EXTRACTO DE LA PÁGINA:
Conocemos el costo humano de este beneficio. Un día sofocante en Bangladés, hace 10 años, los trabajadores del complejo de fábricas de costura Rana Plaza alertaron de la existencia de grietas en el edificio. Se les amenazó con no pagarles el sueldo de un mes si se quedaban en casa. El derrumbe del edificio al día siguiente causó 1134 muertos y más de 2500 heridos.

Un acuerdo posterior, y jurídicamente vinculante, entre los sindicatos y (aún demasiado pocas) marcas mejoró la seguridad de los edificios en Bangladés. Sin embargo, aunque se atendió ese problema, hoy se presta aún menos atención al bienestar de las personas que trabajan en la industria. En la última década, las voces de los más de 75 millones de trabajadores vulnerables de la industria textil y de la confección se han ido devaluando, al igual que los productos que fabrican.

No siempre fue así. Desde la Revolución Industrial hasta el final de la Guerra Fría, la industria del vestido era el motor de desarrollo humano más importante del mundo. En la Mánchester de mediados del siglo XIX, el comercio textil propició saltos tecnológicos que condujeron a salarios más altos y precios más bajos para los bienes de consumo.

INSTRUCCIONES:
A. En el extracto sobre la industria de la confección, ¿con qué se amenazó a los trabajadores de Rana Plaza si se quedaban en casa?
B. Escribe la continuación del extracto sobre la industria de la confección a partir de su última oración.

REGISTROS PROPORCIONADOS:

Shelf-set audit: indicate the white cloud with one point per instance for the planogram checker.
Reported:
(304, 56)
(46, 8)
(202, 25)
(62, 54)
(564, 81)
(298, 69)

RESULTADOS:
A. Con no pagarles el sueldo de un mes.

B.
Al terminar ese siglo, los judíos de Europa oriental y otros inmigrantes convirtieron el distrito del vestido del Lower East Side no solo en un generador de riqueza, sino en la vanguardia de un movimiento nacional por los derechos de los trabajadores. En la década de 1960, la industria coreana de la confección sustentó la recuperación de la posguerra, que luego se expandió a otros países asiáticos. Tras las reformas económicas de Deng Xiaoping, la industria del vestido de China ayudó a desencadenar un crecimiento económico que contribuyó a uno de los mayores éxodos de la humanidad de la pobreza absoluta. La industria textil ha servido de vía de escape del trabajo agrícola de subsistencia para miles de millones de personas.

Hoy, ese motor está estancado en la primera velocidad. El trabajador promedio de esta industria gana apenas la mitad de lo que necesita para tener un nivel de vida decente. El salario mínimo mensual de un trabajador de la confección bangladesí es equivalentea 75 dólares, lo cual significa que un trabajador puede ganar menos de 3 dólares al día. A la mayoría no les alcanza para comprar productos básicos como la carne.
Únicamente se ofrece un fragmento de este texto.